SUPPLIED TEXT:
Themed around the combination of “retro” with Japanese sake, the Meguru Shake was conceptualized as a sweet-tasting drink that could be enjoyed by Generation Z drinkers who are not used to Japanese sake, with the retro vibe of a milk cake. The students prepared three points that would make the drink appealing to young women - a “cute” factor, being sweet and easy to drink, and visual appeal - and proposed a new way to drink Japanese sake as a dessert cocktail.

The Ishibuchi seminar students began developing the project in the fall of 2021. Using the knowledge that they had gained at university up to this point, the students conducted marketing research such as consumer-targeted surveys, visits to breweries, and restaurant surveys. Based on the results of their research, they worked out the drink’s target audience, how it could be served, price, how to make it, and other details. They also held tasting events at Kobe Shimbun facilities. On the day of the cocktail competition, the students gave a presentation using their cocktail made with Meguru, targeted at the president of Kobe Shushinkan and other related parties. Their effort was highly lauded for proposing an unprecedented new way to enjoy sake, and for its milkshake concept, which is in line with the retro boom that is spreading among Generation Z.

Speaking on behalf of the team, whose members graduated in March 2022, seminar student Maho Fujita said, “When we started the project, more than half of the members had never tried Japanese sake. We didn’t know who would drink sake, when they would drink it, and what would inspire people to try it. That’s why we conducted research over and over, and by working to comprehend the needs of consumers, I think we were able to confidently propose a cocktail that understood their point of view. When I was young, I dreamed of being able to put a product I proposed into the market. By working together with a company, I wasn’t just able to make that dream a reality, I was able to tackle a large-scale project, which was a valuable experience. I’m truly grateful to the Kobe Shimbun and Kobe Shushinkan for their cooperation,” she said. Previously, the Ishibuchi seminar has worked on projects in collaboration with companies and groups to produce actual products.

SET TASK 1: Print the part of the Meguru Shake article that begins at the words "Themed around the" and stops after "a dessert cocktail.", word for word.
The rows that come next are separate from the Meguru Shake article and unrelated to it.

Object pointing dataset rows:
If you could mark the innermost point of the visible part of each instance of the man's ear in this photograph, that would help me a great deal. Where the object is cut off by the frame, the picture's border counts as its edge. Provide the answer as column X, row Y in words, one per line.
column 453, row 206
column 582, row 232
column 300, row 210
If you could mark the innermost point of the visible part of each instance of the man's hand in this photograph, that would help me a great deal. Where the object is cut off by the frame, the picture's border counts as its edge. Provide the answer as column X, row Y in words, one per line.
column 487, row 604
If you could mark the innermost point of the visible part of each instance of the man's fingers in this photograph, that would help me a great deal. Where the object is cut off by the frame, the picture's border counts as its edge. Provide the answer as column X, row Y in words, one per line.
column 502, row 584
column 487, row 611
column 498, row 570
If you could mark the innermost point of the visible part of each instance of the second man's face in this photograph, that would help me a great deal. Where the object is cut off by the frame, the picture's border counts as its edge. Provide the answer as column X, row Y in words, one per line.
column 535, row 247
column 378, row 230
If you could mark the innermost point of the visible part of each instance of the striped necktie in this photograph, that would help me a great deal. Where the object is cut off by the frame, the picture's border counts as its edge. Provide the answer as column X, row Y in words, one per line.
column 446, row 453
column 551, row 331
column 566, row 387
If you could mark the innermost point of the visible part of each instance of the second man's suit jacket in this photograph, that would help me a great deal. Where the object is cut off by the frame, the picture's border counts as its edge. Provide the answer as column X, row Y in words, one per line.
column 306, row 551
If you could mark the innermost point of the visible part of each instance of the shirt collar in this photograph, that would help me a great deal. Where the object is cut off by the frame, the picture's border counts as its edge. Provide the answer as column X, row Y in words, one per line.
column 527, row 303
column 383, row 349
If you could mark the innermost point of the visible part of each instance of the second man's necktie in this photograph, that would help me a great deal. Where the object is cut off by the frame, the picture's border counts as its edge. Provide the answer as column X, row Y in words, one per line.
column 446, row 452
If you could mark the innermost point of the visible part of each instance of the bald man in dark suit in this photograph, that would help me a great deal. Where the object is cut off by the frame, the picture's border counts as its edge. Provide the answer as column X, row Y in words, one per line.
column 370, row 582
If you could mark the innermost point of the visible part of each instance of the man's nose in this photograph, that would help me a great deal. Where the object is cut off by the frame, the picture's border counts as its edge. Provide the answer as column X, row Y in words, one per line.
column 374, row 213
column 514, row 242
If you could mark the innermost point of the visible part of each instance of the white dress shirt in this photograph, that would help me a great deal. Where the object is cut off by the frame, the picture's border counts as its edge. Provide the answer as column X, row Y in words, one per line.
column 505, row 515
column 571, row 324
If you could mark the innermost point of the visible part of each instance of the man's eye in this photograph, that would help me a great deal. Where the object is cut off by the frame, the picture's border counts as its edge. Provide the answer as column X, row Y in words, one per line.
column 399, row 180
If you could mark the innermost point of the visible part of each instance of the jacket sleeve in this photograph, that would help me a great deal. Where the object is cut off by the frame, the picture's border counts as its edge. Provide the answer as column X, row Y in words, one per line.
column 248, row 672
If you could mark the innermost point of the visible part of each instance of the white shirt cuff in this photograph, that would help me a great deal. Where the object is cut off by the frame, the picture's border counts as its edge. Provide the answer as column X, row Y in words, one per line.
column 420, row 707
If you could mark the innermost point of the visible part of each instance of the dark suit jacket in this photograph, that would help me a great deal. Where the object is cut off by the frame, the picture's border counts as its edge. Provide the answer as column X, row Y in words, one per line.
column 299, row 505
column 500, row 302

SET TASK 2: Output, unchanged, the lines of the object pointing dataset rows that begin at the line with "the man's hand" and stop after the line with "column 498, row 570", including both of those lines.

WRITTEN REPLY 1:
Themed around the combination of “retro” with Japanese sake, the Meguru Shake was conceptualized as a sweet-tasting drink that could be enjoyed by Generation Z drinkers who are not used to Japanese sake, with the retro vibe of a milk cake. The students prepared three points that would make the drink appealing to young women - a “cute” factor, being sweet and easy to drink, and visual appeal - and proposed a new way to drink Japanese sake as a dessert cocktail.

WRITTEN REPLY 2:
If you could mark the innermost point of the visible part of each instance of the man's hand in this photograph, that would help me a great deal. Where the object is cut off by the frame, the picture's border counts as its edge. Provide the answer as column X, row Y in words, one per line.
column 487, row 604
If you could mark the innermost point of the visible part of each instance of the man's fingers in this photograph, that would help me a great deal. Where the object is cut off by the frame, the picture's border counts as its edge. Provide the answer as column X, row Y in words, one per line.
column 502, row 584
column 487, row 611
column 498, row 570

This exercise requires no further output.